- WHAT IS BEING ASKED
Out of the material that follows, write out exactly the lines from the line with "of the <item>golden" to the line with "633L207 461L45 516L41", both ends included, and no others.

╭─ RECORDS FOR PROCESSING

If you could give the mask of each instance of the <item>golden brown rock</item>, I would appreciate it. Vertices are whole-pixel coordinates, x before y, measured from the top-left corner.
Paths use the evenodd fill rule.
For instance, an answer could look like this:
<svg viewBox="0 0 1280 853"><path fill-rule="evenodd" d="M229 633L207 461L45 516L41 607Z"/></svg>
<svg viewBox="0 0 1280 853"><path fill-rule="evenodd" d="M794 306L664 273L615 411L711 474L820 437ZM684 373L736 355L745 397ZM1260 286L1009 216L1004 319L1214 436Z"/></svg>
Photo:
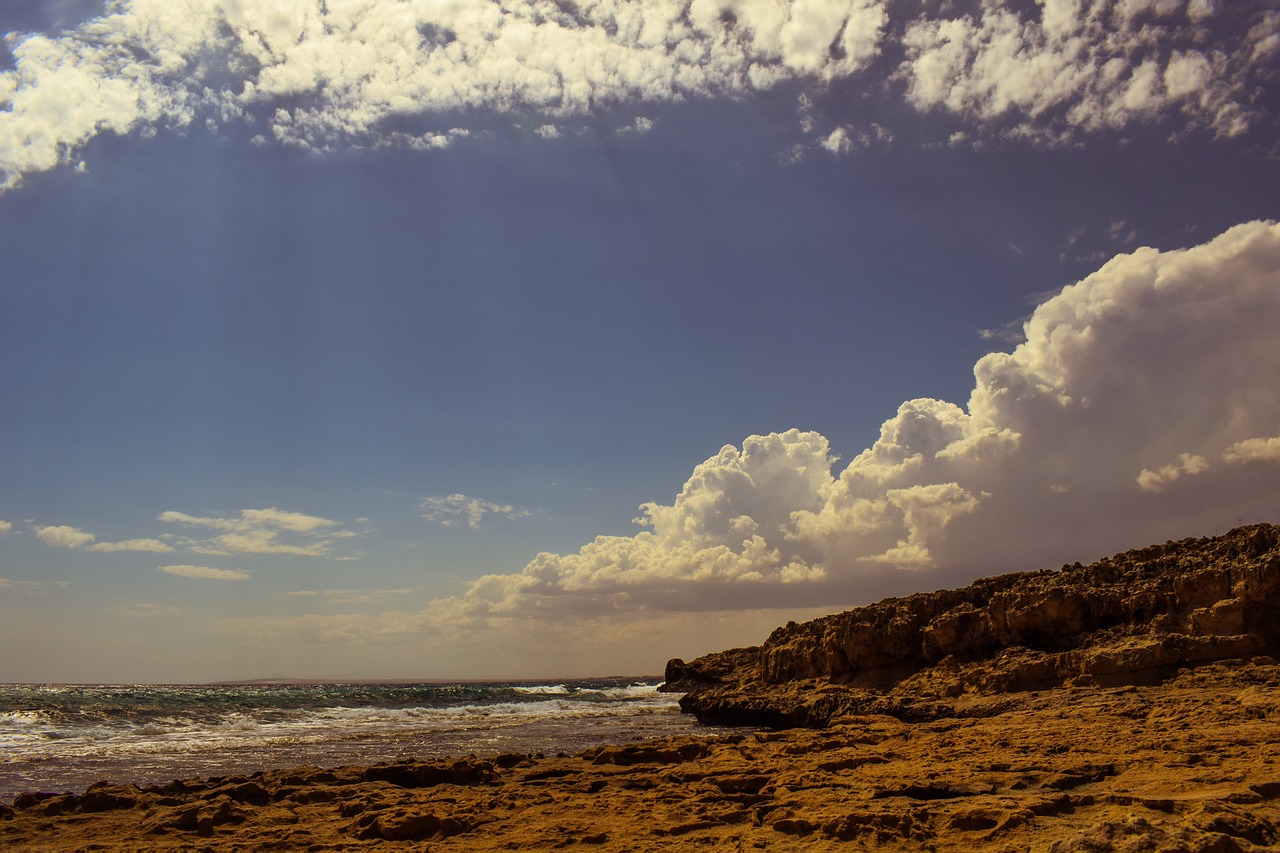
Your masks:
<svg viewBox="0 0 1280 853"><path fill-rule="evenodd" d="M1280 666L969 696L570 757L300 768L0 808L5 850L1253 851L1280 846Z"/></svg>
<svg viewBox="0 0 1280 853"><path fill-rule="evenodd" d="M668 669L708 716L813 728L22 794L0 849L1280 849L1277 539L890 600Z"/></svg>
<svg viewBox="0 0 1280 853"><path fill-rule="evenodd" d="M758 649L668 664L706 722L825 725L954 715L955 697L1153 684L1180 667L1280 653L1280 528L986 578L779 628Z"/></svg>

╰─
╭─ RECORDS FOR PROCESSING

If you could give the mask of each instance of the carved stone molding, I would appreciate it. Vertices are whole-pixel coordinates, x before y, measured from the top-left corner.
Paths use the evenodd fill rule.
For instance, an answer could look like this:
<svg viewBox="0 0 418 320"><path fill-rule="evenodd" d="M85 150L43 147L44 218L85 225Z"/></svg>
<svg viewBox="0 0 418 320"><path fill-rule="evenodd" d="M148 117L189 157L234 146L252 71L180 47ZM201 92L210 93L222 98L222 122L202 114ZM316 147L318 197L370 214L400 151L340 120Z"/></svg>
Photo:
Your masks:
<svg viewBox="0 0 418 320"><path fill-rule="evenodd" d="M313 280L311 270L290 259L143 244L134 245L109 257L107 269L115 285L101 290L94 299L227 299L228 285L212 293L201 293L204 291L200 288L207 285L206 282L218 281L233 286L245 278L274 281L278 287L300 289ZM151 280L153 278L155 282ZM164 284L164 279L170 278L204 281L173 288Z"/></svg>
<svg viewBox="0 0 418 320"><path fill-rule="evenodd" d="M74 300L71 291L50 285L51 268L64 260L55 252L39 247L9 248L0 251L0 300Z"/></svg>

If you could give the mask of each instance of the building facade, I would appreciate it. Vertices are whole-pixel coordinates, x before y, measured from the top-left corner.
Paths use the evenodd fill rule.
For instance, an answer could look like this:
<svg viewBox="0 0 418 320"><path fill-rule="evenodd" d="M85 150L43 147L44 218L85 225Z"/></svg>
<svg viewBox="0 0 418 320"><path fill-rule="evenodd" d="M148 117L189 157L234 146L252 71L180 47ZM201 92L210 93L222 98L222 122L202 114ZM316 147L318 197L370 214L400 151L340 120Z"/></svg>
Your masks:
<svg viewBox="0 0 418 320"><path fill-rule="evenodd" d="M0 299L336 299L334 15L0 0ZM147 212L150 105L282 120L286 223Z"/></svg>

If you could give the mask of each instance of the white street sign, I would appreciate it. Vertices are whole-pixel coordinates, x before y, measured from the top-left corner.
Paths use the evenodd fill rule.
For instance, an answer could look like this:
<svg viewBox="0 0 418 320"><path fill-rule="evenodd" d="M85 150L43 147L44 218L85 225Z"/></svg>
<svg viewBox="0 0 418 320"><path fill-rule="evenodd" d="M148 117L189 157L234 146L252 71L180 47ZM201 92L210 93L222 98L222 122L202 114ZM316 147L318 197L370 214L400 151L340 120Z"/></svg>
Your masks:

╰─
╭─ RECORDS FOR PROCESSING

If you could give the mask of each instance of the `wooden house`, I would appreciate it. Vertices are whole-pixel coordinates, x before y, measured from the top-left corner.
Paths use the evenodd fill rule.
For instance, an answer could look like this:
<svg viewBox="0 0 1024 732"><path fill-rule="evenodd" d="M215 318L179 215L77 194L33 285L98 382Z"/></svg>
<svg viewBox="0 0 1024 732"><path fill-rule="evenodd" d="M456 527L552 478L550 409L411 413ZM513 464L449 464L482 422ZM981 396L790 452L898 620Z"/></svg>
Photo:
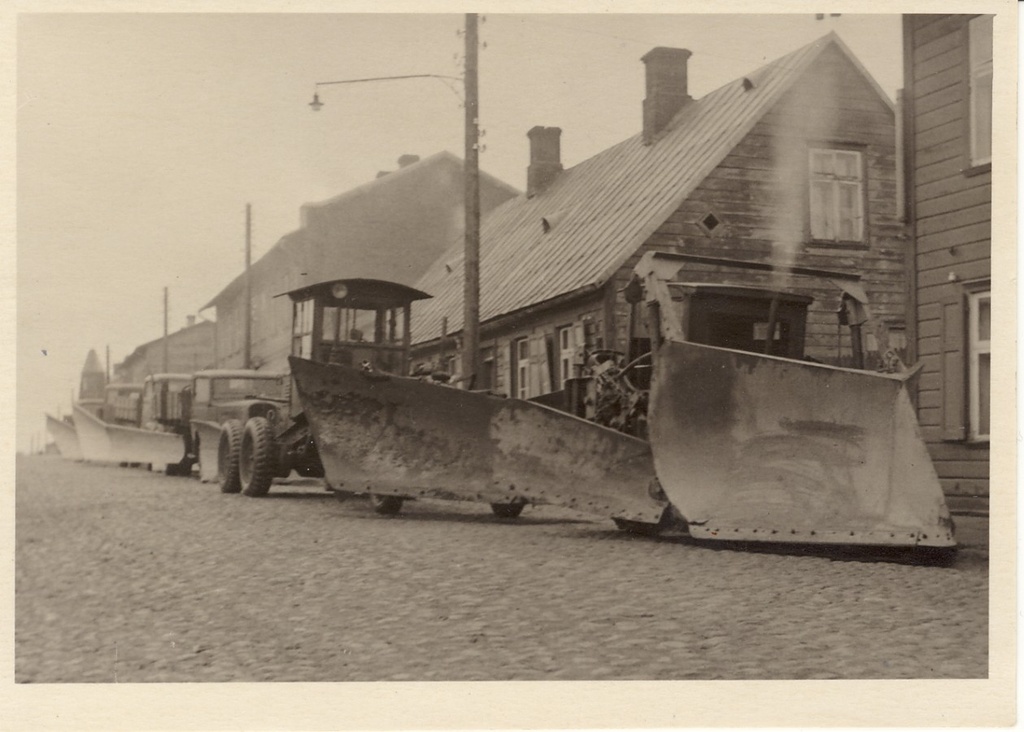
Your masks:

╰─

- TASK SOLUTION
If you could give the mask of each instance of the <item>golden brown rock</item>, I would appreciate it. Vertices are whole-pixel coordinates, x before y, measured from the top-left corner.
Paths use the evenodd fill rule.
For instance, an answer could look like this:
<svg viewBox="0 0 1280 853"><path fill-rule="evenodd" d="M229 633L207 461L45 516L41 607Z"/></svg>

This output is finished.